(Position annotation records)

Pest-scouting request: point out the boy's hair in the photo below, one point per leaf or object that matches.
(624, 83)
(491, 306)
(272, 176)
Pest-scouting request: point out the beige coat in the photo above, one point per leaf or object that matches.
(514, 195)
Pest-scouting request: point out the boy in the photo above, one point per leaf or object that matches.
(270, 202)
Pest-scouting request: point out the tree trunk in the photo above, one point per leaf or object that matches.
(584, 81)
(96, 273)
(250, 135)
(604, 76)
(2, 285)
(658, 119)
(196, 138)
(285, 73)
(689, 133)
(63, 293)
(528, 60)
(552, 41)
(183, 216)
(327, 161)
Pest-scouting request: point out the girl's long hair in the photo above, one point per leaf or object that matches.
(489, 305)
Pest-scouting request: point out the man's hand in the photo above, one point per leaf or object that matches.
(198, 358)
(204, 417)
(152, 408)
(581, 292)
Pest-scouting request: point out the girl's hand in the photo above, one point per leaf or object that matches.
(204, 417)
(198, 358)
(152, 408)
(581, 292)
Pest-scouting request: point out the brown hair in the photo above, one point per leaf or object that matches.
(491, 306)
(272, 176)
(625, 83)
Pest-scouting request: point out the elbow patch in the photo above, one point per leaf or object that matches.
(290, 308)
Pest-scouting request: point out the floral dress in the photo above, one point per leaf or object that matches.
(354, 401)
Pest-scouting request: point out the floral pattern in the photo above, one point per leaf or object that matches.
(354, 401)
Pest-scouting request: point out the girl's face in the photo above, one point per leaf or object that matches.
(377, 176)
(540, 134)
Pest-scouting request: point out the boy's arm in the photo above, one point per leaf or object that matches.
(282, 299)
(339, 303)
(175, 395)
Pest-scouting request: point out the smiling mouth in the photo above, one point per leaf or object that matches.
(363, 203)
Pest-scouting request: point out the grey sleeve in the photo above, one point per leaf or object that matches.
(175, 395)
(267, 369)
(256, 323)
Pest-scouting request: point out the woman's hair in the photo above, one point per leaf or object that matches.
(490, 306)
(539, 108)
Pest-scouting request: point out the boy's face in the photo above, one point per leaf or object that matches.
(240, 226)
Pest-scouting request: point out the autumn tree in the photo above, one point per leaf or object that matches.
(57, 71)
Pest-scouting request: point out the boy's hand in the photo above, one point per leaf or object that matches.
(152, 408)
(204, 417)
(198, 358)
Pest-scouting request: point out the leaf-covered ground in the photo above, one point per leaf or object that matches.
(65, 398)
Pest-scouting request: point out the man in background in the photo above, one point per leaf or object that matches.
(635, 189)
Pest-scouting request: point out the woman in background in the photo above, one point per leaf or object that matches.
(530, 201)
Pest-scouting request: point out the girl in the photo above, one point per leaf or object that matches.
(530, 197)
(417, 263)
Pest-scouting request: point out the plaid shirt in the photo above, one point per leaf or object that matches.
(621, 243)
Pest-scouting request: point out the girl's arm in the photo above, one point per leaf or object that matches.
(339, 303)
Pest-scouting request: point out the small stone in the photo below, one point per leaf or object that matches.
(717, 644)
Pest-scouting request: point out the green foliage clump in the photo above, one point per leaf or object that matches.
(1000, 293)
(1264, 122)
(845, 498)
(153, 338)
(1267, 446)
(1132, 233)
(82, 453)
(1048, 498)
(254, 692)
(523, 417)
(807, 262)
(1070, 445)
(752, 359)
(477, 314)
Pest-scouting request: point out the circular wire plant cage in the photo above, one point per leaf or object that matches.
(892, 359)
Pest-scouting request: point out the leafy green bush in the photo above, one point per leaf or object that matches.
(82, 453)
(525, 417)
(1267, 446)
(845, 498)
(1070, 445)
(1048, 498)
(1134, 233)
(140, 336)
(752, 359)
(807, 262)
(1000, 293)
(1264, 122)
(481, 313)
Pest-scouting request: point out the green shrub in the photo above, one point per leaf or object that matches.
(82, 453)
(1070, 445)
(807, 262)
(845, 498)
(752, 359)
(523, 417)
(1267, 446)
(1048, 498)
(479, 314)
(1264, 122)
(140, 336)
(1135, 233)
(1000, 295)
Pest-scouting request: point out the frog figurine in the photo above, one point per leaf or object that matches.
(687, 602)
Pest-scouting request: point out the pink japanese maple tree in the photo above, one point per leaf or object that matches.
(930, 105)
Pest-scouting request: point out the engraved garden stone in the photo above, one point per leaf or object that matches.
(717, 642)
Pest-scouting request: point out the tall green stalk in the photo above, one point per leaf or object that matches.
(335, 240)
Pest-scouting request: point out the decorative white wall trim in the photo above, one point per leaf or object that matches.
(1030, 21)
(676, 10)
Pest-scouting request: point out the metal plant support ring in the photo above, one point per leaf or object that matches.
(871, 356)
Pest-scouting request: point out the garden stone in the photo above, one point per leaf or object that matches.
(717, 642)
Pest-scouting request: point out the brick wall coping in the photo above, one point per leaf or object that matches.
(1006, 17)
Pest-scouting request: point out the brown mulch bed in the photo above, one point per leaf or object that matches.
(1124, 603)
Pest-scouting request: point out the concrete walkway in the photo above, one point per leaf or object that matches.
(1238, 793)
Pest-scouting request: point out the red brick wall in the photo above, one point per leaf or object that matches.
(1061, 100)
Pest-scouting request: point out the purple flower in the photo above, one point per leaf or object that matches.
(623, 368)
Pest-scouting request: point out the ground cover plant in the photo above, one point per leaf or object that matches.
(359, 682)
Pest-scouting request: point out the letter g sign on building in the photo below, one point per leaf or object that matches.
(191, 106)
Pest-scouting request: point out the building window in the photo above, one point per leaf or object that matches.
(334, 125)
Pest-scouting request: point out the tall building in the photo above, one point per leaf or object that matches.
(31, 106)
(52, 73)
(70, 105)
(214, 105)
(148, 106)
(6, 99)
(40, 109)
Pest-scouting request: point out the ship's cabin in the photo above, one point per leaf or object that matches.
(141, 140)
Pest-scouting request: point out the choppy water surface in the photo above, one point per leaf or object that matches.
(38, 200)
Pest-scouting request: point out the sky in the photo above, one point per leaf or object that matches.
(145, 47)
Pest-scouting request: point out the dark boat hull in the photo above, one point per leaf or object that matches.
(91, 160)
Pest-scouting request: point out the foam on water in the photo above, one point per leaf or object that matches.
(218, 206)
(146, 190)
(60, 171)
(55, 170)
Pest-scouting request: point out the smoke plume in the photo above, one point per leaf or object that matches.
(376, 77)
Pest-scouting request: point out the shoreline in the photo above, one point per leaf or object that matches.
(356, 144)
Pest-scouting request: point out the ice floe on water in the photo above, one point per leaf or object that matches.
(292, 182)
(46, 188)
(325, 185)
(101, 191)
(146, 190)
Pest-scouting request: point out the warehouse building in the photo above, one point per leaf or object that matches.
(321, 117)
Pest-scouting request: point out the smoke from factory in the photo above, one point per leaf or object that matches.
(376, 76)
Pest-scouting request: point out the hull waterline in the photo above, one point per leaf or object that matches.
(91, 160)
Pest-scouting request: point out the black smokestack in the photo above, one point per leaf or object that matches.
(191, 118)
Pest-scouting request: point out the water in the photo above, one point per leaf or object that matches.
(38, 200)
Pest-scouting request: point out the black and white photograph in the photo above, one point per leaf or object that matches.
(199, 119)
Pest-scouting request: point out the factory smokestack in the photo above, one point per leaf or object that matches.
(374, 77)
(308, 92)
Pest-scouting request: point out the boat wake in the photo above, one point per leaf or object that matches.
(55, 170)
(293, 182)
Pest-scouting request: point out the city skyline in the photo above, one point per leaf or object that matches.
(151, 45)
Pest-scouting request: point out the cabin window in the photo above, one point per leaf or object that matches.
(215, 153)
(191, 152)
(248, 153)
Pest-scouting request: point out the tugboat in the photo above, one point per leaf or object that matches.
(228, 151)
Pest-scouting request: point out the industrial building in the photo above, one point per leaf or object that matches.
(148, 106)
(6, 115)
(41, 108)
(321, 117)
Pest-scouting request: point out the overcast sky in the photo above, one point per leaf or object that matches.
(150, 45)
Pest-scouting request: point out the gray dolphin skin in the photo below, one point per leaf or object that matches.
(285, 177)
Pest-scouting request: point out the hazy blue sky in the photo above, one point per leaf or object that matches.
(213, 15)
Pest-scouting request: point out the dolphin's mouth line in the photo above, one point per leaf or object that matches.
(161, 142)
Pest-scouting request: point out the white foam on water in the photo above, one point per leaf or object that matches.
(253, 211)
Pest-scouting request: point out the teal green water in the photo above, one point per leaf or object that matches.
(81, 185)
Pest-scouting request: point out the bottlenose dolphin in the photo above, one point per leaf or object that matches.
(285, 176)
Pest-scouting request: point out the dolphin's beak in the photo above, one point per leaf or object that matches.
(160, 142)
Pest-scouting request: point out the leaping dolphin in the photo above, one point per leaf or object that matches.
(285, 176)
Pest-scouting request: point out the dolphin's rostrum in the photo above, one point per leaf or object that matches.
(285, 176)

* _Task brief_
Take the line in which "Pest-scouting request: point out the cabin" occurs and each subsequent line through the end; give these lines again without alteration.

* _Answer to the task_
Pest-scouting request: point out the cabin window in the photo above, one point per leaf or object that matches.
(215, 153)
(191, 152)
(248, 153)
Pest-scouting request: point out the tugboat in the photo above, one point per leaf or object that matches.
(228, 151)
Pest-scouting request: point out the industrial building in the photo above, one point per leaf or object that matches.
(148, 106)
(6, 115)
(41, 108)
(321, 117)
Pest-scouting request: point out the overcast sky in the photo above, one point per leaf or object that matches.
(150, 45)
Pest-scouting request: point out the gray dolphin skin in the photo below, one point per leaf or object that matches.
(285, 177)
Pest-scouting request: point out the hazy blue sky in the photo above, one point per leaf or object that matches.
(213, 15)
Pest-scouting request: point out the dolphin's mouth line in the photo above, one point per leaf or object that matches.
(161, 142)
Pest-scouting request: point out the white foam on water in the photo above, one point per leaf or object that matches.
(253, 211)
Pest-scouting request: point out the teal green water in the photo above, one point per leaf or object that matches.
(81, 185)
Pest-scouting request: point out the bottlenose dolphin in the photo above, one point per leaf or object that matches.
(285, 176)
Pest-scouting request: point out the dolphin's beak in the photo above, one point per leaf or object that matches.
(160, 142)
Pest-scouting request: point out the leaping dolphin in the photo above, one point per leaf or object that matches.
(285, 176)
Pest-scouting request: point out the dolphin's rostrum in the photo above, one point per leaf or object that matches.
(285, 176)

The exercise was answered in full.